On 21 October 2018, singer/composer/TV show judge Anu Malik was asked to step down from judging the reality TV show Indian Idol 10 after being accused of sexual harassment from multiple women. An assistant producer on Indian Idol 5, Danica D'Souza, has been reported as saying that the producers knew of Malik's harassing behaviour, but previously had not taken it seriously enough. D'Souza noted that "They knew he abused power but nothing came of it. In fact, they told us all to take precaution by not meeting him alone."

Later that day, Sony TV released an official statement regarding Malik's dismissal: "Anu Malik is no longer a part of the Indian Idol jury panel. The show will continue its planned schedule and we will invite some of the biggest names in Indian music as guests to join Vishal and Neha to judge Indian Idol season 10." Malik himself released a statement: "I, Anu Malik, have decided to take a break from Indian Idol as I am currently unable to focus on my work, my music and the show".

In the 1990s, singer Alisha Chinai had also accused Malik of molesting her, but faced legal challenges in doing so. She filed a case against him and demanded ₹2,660,000, whereas in return, Malik had filed a defamation case asking for ₹20,000,000 from Chinai. Chinai eventually won the legal battle in an "unprecedented landmark verdict", and a restraining order was passed against Malik. She vowed to never work with Malik again but eventually forgave him, and sang for him in a song in the film Ishq Vishq, which Malik musically directed; the two later judged a season of Indian Idol together.

Malik returned to the Indian Idol in 2019 and accusers expressed their anger all over again. Neha Bhasin and Shweta Pandit had also accused Malik of inappropriate behaviour.

▸ EXERCISE INSTRUCTIONS:
[a] In the Anu Malik passage, what sum did Malik seek from Alisha Chinai in his defamation case?
[b] Quote the Anu Malik passage from "In the 1990s, singer" up to and including "of inappropriate behaviour.".
[c] Extend the Anu Malik passage, starting after its final sentence.
The items that follow have no connection to the Anu Malik passage.

▸ INFORMATION GIVEN:
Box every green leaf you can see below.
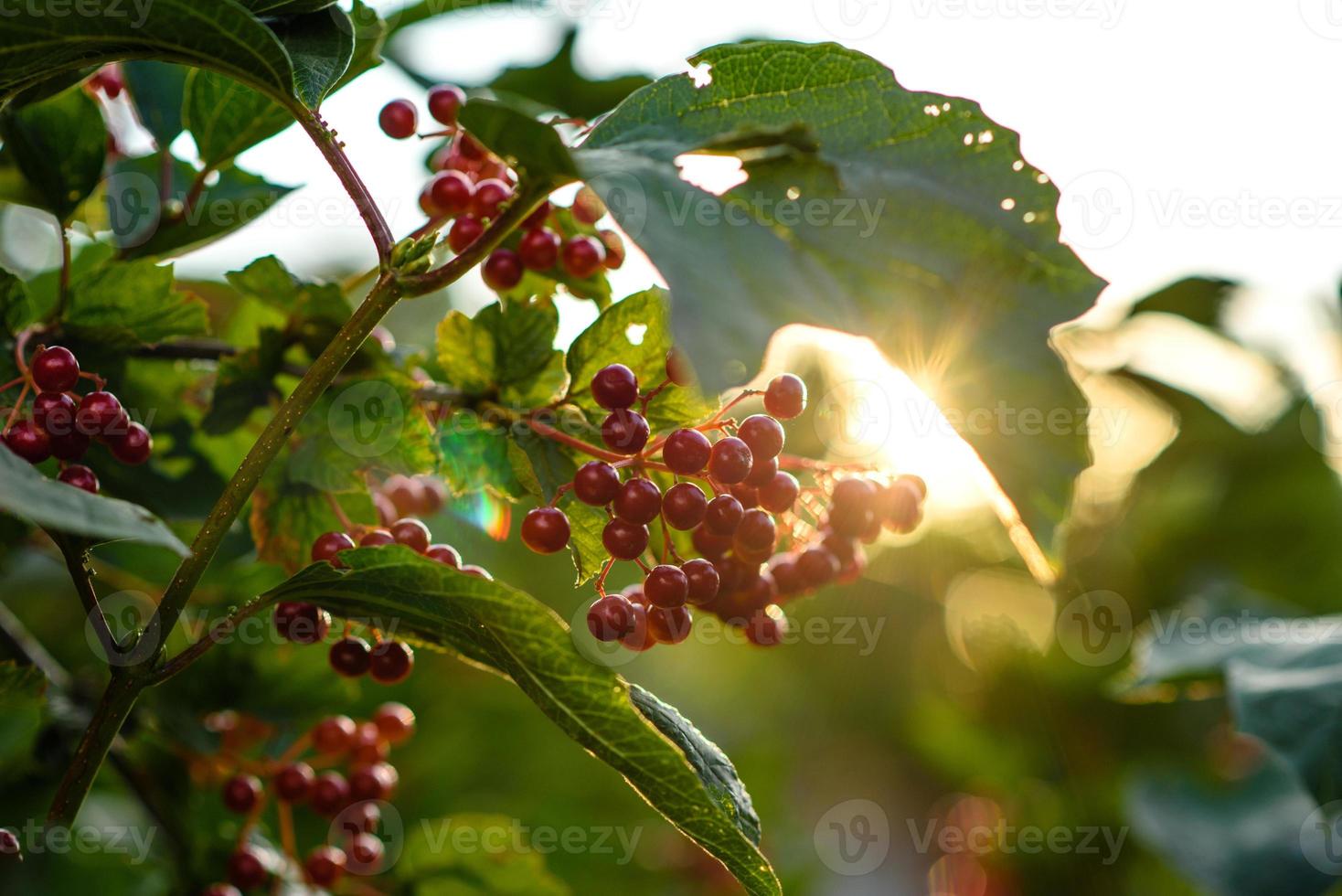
[272,6,355,109]
[64,261,209,348]
[574,41,1103,539]
[461,98,579,187]
[183,69,293,167]
[438,301,568,409]
[266,546,781,893]
[0,84,107,221]
[490,28,651,121]
[0,451,186,557]
[106,155,293,259]
[0,0,293,106]
[121,59,190,149]
[566,288,718,431]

▸ THE RESPONSES:
[a] ₹20,000,000

[b]
In the 1990s, singer Alisha Chinai had also accused Malik of molesting her, but faced legal challenges in doing so. She filed a case against him and demanded ₹2,660,000, whereas in return, Malik had filed a defamation case asking for ₹20,000,000 from Chinai. Chinai eventually won the legal battle in an "unprecedented landmark verdict", and a restraining order was passed against Malik. She vowed to never work with Malik again but eventually forgave him, and sang for him in a song in the film Ishq Vishq, which Malik musically directed; the two later judged a season of Indian Idol together.

Malik returned to the Indian Idol in 2019 and accusers expressed their anger all over again. Neha Bhasin and Shweta Pandit had also accused Malik of inappropriate behaviour.

[c]
====Sajid Khan====
In October 2018, Saloni Chopra spoke about being sexually harassed by Sajid Khan. In an interview aired on youtube channel of Zoom Saloni Chopra detailed her account of sexual harassment and misconduct by Sajid Khan. She also spoke about Sajid Khan sexually harassing other women in front of her. He is yet to comment on these allegations. In wake of these allegations several bollywood bigwigs publicly distanced themselves from him. He was also replaced by Farhad Samji as Director for Housefull 4. In December 2018, the Indian Film and Television Directors Association (IFTDA) announced that it was suspending Sajid Khan for a year due to the multiple sexual harassment allegations, by actresses Saloni Chopra and Rachel White and journalist Karishma Upadhyay.

After staying away from public eye for a year Sajid Khan returned to social media on April 16, 2020. His Instagram account as of June 24, 2020 has blocked users to post any comments.

==== Ashok Kumar Gopal Meena Vs State of Maharashtra ====
Ashok Kumar Gopal Meena (professionally known as Ashok Meena), a cinematographer known for his work on Rangbaaz, Masaba Masaba, and Against the Tide, was arrested on September 18th, 2023 by Versova Police Station (C.R. NO. 472/2023) and charged under Sec. 376, 1860 of the Indian Penal Code (IPC) for an alleged offence of rape (CNR NO. MHCC050050562023)

Additional Sessions Judge, Sessions Court, Borivali Division, Dindoshi, rejected Ashok Meena's bail application on October 23rd 2023, citing the serious nature of the charges, which carry the possibility of life imprisonment. Ashok Meena was subsequently sent to Arthur Road Jail (CNR NO. MHCC050050562023 )

On December 12, 2023, Ashok Meena was granted conditional bail by the court. He was directed not make any contact with the victim by any means and not tamper the prosecution witnesses in anyway(CNR NO. MHCC050058282023).

As of June 2025, the case remains ongoing.

===News and media===
- After multiple allegations of sexual harassment, psychological torture, and sending explicit material, the resident editor of the Times of India (a leading publication in the country), K.R. Sreenivas, resigned on 13 October 2018.
- On 8 October, Prashant Jha stepped down as the Chief of Bureau and Political Editor of the Hindustan Times, a leading daily newspaper, after charges of sexual harassment filed against him by a former employee.
- On 14 October 2018, film director Nishtha Jain, in a Facebook post, accused The Wire anchor Vinod Dua of stalking, slobbering, and sexually harassing her in June 1989. Dua's daughter Mallika Dua said that she will let her father fight his battle and will stand by him. On 17 October, Dua, in a statement on the sexual harassment accusation against him, mocked the #MeToo movement as "trivial" in an election year in the latest episode of his The Wire show Jan Gan Man Ki Baat. Dua said he was suspending his show for a week for The Wire to probe the sexual harassment allegation against him.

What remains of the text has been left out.